[What needs to be done]: Write out all of the entries exactly, please.

Rows from a dataset:
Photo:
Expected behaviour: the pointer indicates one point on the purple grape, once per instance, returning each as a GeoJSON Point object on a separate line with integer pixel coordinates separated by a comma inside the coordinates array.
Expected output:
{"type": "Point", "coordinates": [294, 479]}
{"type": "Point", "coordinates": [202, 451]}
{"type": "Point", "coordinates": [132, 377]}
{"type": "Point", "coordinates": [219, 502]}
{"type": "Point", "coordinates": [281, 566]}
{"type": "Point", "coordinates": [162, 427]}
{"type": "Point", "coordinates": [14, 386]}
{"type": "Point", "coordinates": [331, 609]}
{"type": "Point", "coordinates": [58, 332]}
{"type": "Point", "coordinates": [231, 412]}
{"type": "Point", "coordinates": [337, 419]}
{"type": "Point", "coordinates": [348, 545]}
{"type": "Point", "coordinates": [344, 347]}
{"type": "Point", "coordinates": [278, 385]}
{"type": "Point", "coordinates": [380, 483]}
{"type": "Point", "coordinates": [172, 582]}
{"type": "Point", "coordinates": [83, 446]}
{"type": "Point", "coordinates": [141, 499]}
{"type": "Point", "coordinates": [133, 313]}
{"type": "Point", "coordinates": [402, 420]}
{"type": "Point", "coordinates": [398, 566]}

[Solution to the problem]:
Photo:
Expected behaviour: the pointer indicates one point on the purple grape, once per instance, returning each as a GeoJSON Point object on a separate line with integer pixel coordinates separated by a comma inside the coordinates array.
Expected output:
{"type": "Point", "coordinates": [294, 479]}
{"type": "Point", "coordinates": [202, 451]}
{"type": "Point", "coordinates": [132, 377]}
{"type": "Point", "coordinates": [219, 502]}
{"type": "Point", "coordinates": [281, 566]}
{"type": "Point", "coordinates": [162, 427]}
{"type": "Point", "coordinates": [14, 386]}
{"type": "Point", "coordinates": [331, 609]}
{"type": "Point", "coordinates": [58, 332]}
{"type": "Point", "coordinates": [231, 412]}
{"type": "Point", "coordinates": [337, 419]}
{"type": "Point", "coordinates": [348, 545]}
{"type": "Point", "coordinates": [344, 347]}
{"type": "Point", "coordinates": [278, 385]}
{"type": "Point", "coordinates": [380, 483]}
{"type": "Point", "coordinates": [172, 582]}
{"type": "Point", "coordinates": [83, 446]}
{"type": "Point", "coordinates": [141, 499]}
{"type": "Point", "coordinates": [133, 313]}
{"type": "Point", "coordinates": [402, 420]}
{"type": "Point", "coordinates": [398, 566]}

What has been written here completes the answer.